About this exercise
From the records below, set down exactly the lines starting with the line that contains "of the gloved" and going on through the line that contains "of the soil". Nothing else is wanted.
━━━ Information given ━━━
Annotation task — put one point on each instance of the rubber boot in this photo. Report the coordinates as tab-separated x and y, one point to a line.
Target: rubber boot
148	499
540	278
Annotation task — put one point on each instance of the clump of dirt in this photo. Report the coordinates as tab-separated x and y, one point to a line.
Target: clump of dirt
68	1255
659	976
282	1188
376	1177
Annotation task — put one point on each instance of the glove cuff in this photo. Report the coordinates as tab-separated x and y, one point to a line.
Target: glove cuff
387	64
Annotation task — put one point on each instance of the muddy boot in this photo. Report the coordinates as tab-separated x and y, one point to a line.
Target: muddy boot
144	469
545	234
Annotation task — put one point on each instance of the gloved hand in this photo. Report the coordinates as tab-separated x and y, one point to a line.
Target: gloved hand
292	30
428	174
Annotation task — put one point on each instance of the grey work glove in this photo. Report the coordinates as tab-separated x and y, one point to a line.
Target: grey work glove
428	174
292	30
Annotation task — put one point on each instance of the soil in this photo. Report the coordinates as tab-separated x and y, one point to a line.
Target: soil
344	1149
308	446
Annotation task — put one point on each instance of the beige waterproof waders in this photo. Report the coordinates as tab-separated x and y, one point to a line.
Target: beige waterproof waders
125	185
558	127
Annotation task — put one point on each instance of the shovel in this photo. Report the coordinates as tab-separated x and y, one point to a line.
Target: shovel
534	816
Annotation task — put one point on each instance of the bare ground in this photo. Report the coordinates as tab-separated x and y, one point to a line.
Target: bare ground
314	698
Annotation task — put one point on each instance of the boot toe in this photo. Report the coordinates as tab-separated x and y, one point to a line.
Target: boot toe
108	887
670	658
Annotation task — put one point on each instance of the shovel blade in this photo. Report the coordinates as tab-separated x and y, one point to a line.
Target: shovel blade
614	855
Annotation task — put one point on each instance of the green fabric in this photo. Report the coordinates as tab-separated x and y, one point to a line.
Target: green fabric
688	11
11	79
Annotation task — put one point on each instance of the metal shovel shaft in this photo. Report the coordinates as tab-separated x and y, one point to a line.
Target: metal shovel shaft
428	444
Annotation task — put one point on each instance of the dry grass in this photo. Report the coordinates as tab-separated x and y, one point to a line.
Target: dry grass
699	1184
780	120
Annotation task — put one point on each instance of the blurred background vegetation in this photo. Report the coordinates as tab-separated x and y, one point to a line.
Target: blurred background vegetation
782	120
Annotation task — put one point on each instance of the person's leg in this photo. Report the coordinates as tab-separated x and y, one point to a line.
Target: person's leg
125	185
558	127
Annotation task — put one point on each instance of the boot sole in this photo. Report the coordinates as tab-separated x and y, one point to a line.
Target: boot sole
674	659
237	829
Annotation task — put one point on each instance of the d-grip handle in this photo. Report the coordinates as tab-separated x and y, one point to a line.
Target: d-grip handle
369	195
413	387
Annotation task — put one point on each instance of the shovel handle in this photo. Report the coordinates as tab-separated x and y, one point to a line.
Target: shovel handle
━━━
Completed exercise
Annotation task — put one point on each instance of the gloved hand in this photo. Report the coordinates as tab-separated x and y, one point to a line.
Target: gloved hand
292	30
428	174
Annotation task — put one point on each instance of the grey work glove in this photo. Report the coordinates as tab-separated x and y, one point to a line.
Target: grey work glove
428	174
292	30
Annotation task — put one point on each instance of the soil in this photo. Report the coordinates as tab-separated x and y, one point to a line.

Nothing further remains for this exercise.